REQUIREMENT
Duplicate the lines of the data below, starting at the line containing "Where can the white blouse" and continuing through the end of the data, both ends included.

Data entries

START

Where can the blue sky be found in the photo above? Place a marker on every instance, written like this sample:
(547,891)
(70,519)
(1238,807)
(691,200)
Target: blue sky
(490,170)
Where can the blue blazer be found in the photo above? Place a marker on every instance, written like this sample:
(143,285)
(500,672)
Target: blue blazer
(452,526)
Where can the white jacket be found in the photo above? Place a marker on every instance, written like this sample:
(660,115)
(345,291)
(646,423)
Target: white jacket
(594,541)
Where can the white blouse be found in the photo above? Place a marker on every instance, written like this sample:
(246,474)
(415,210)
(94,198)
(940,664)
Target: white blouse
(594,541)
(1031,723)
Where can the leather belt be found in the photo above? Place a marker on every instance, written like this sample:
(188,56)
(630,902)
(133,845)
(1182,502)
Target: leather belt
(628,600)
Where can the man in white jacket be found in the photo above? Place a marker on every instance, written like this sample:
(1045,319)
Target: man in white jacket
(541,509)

END

ANSWER TO THIS EXERCISE
Where can the white blouse be found in the photo above? Place a marker on every instance, written like this sample:
(246,474)
(415,210)
(94,198)
(940,664)
Target: white blouse
(594,541)
(1031,723)
Where can the leather belt be found in the photo above? Place a marker on every instance, written like this sample:
(188,56)
(630,902)
(133,845)
(1182,502)
Target: leather belt
(628,600)
Where can the man in white jacket be found in the photo above? Place a marker on every instance, written like this sample:
(1045,319)
Target: man in white jacket
(541,509)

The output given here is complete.